EXERCISE DESCRIPTION:
Change every "tagging request" in the entries below to "labeling task" and keep everything else as it is. Leave the pictures out of your version.

+++

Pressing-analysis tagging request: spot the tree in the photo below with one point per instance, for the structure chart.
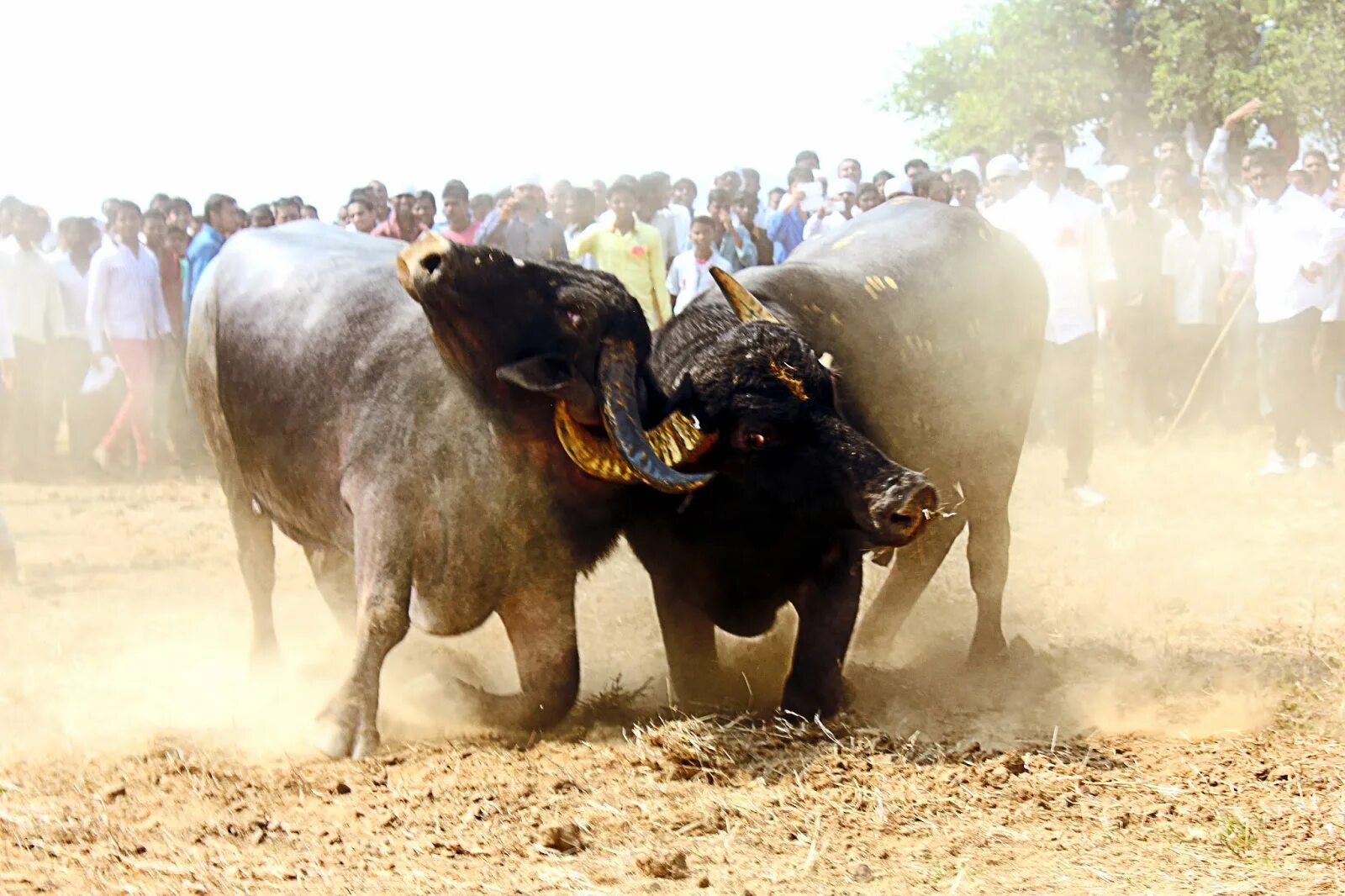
(997, 82)
(1123, 71)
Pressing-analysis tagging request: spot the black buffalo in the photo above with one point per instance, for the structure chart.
(797, 499)
(417, 465)
(935, 323)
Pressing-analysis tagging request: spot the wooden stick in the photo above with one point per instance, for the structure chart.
(1204, 367)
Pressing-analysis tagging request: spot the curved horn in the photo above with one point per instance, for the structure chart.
(622, 419)
(744, 303)
(676, 441)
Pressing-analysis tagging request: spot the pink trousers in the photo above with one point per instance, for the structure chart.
(138, 362)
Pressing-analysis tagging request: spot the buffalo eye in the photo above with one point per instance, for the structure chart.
(755, 437)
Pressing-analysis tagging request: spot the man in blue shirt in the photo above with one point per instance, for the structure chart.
(784, 226)
(222, 221)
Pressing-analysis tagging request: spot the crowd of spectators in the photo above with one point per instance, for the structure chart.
(1143, 266)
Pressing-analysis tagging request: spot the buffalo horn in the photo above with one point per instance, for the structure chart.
(676, 441)
(622, 419)
(744, 303)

+++

REPLY TO THE EXERCISE:
Pressing-analysis labeling task: spot the tree in the photo below with one point per instance, for the structure chart.
(997, 82)
(1123, 71)
Pressing-analysis labeling task: spot the black buffalo in the photo above with one point per instance, for the structure chart.
(797, 499)
(417, 465)
(935, 323)
Pressing-analysis labeling task: spot the wooden stick in the photo above with one point per instance, for the structure chart.
(1204, 367)
Pressing-analysis labeling task: spot the curved horn in the photo above with one point per instance, for the structure chart.
(622, 419)
(744, 303)
(676, 441)
Pressing-analysis labeling task: spot the pink trousers in the photo above with one point per instance, for the structure chart.
(138, 362)
Pressing-analysis labeling task: spot the buffalo eye in the photo above with one point per instance, for the structure chart.
(755, 437)
Pressing-analysis labeling task: spot the man in blue shirt in the photo above with one point per instance, for the structure chart.
(784, 226)
(222, 221)
Pressing-analysis labeling task: spot the crowd of spectators in the photo above with one point per instance, for the structure chart.
(1143, 266)
Pressing-analysis labeling task: spot the buffalo horn in the photo above with one point per instance, for the structure chart.
(676, 441)
(622, 419)
(744, 303)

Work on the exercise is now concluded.